Entries pointing to named objects
-=-=-

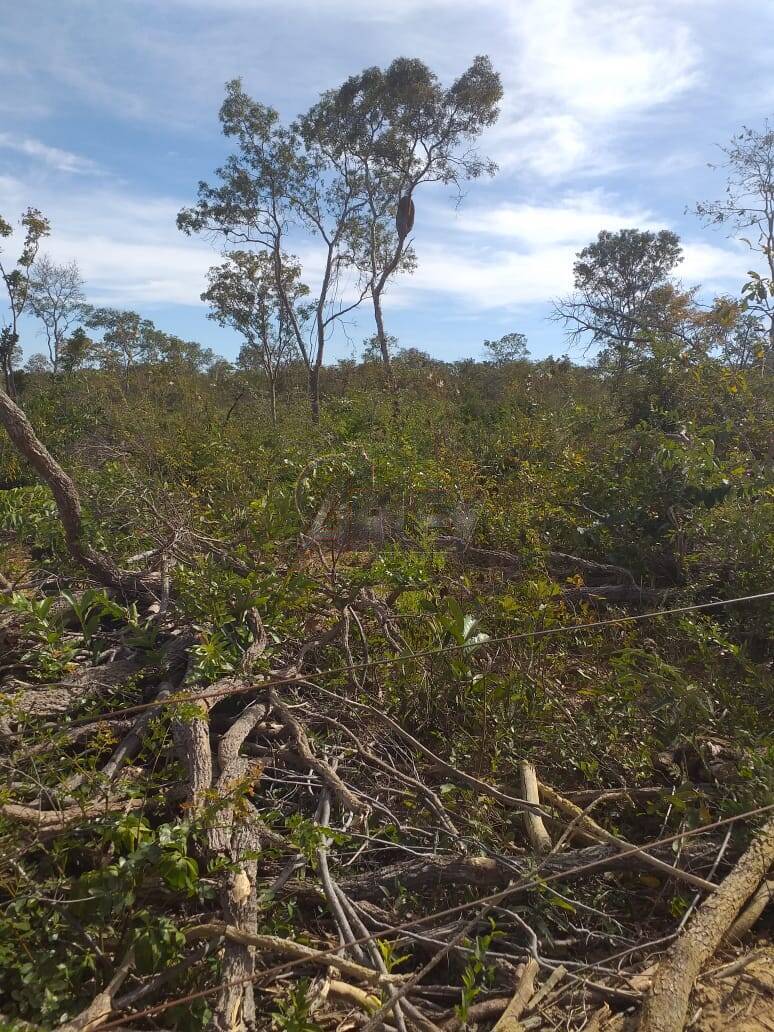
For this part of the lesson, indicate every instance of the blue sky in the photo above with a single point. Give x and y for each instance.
(612, 110)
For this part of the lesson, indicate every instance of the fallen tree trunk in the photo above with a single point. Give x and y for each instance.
(65, 493)
(667, 1004)
(485, 872)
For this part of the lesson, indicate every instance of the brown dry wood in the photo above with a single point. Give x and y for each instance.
(286, 947)
(431, 798)
(483, 872)
(536, 830)
(100, 566)
(509, 1021)
(468, 779)
(667, 1005)
(327, 775)
(585, 824)
(101, 1006)
(751, 912)
(61, 819)
(234, 840)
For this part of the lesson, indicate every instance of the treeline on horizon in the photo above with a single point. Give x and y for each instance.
(347, 176)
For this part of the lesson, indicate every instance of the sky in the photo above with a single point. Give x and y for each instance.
(612, 111)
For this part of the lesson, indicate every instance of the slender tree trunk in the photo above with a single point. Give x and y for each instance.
(382, 337)
(66, 496)
(314, 392)
(10, 384)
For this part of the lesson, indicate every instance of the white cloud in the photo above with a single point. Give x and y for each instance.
(54, 157)
(716, 267)
(576, 220)
(604, 59)
(128, 248)
(578, 73)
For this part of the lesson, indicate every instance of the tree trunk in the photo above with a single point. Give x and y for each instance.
(65, 494)
(314, 392)
(382, 337)
(10, 385)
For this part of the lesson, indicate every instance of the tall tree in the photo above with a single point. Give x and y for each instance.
(56, 297)
(126, 340)
(620, 281)
(17, 281)
(508, 349)
(747, 210)
(278, 181)
(399, 128)
(243, 294)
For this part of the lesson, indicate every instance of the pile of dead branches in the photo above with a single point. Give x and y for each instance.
(424, 897)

-=-=-

Exercise goal: Can you arrange all of the data above as a JSON list of strings, one string per line, with blank lines left out? Leave the pictures out of your answer.

Exercise solution:
[
  "For this part of the lesson, indicate every instance of the blue sky in the photo above with a single point. Give x and y for each instance.",
  "(612, 110)",
  "For this part of the lesson, indicate every instance of the fallen tree trunk in the photo above with a single point. Give x and y for each instance.",
  "(65, 493)",
  "(667, 1004)",
  "(485, 872)",
  "For this part of the lesson, indicate every instance of the brown dry wood in the photo above with a single point. Give x and y for each instance.",
  "(286, 947)",
  "(431, 798)",
  "(483, 872)",
  "(536, 830)",
  "(100, 566)",
  "(509, 1021)",
  "(468, 779)",
  "(667, 1005)",
  "(327, 775)",
  "(585, 824)",
  "(101, 1006)",
  "(751, 912)",
  "(61, 819)",
  "(234, 840)",
  "For this part of the lesson, indicate every instance of the treeline on horizon in the photo above with a single point. Give x and y for each instance.",
  "(347, 176)",
  "For this part of the lesson, indicate every instance of the sky in the photo above with a single point. Give x and y for each instance.",
  "(612, 111)",
  "For this part of the lesson, indicate every instance of the slender tree trunk in the photo above with a single point. Give x and y for each instance.",
  "(382, 337)",
  "(66, 496)",
  "(314, 392)",
  "(10, 384)",
  "For this part of the lesson, indicate every instance of the white cloud in the photo above with a single point. Give x and y for each instance.",
  "(54, 157)",
  "(716, 267)",
  "(576, 220)",
  "(604, 59)",
  "(128, 248)",
  "(578, 73)",
  "For this part of the lesson, indicate every instance of the tree trunk in the photo above with a single point. Give x and y for each instance.",
  "(65, 494)",
  "(314, 392)",
  "(382, 337)",
  "(10, 385)",
  "For this part of the lesson, indicate every instance of the tall tree in the photo above with a single point. Give x and y for each instance.",
  "(56, 297)",
  "(126, 340)",
  "(620, 281)",
  "(17, 281)",
  "(508, 349)",
  "(747, 210)",
  "(278, 181)",
  "(399, 128)",
  "(243, 294)",
  "For this part of the lesson, indicate every instance of the pile of dead branches in the photo above with a single point. Give x and y for each instance.",
  "(424, 897)"
]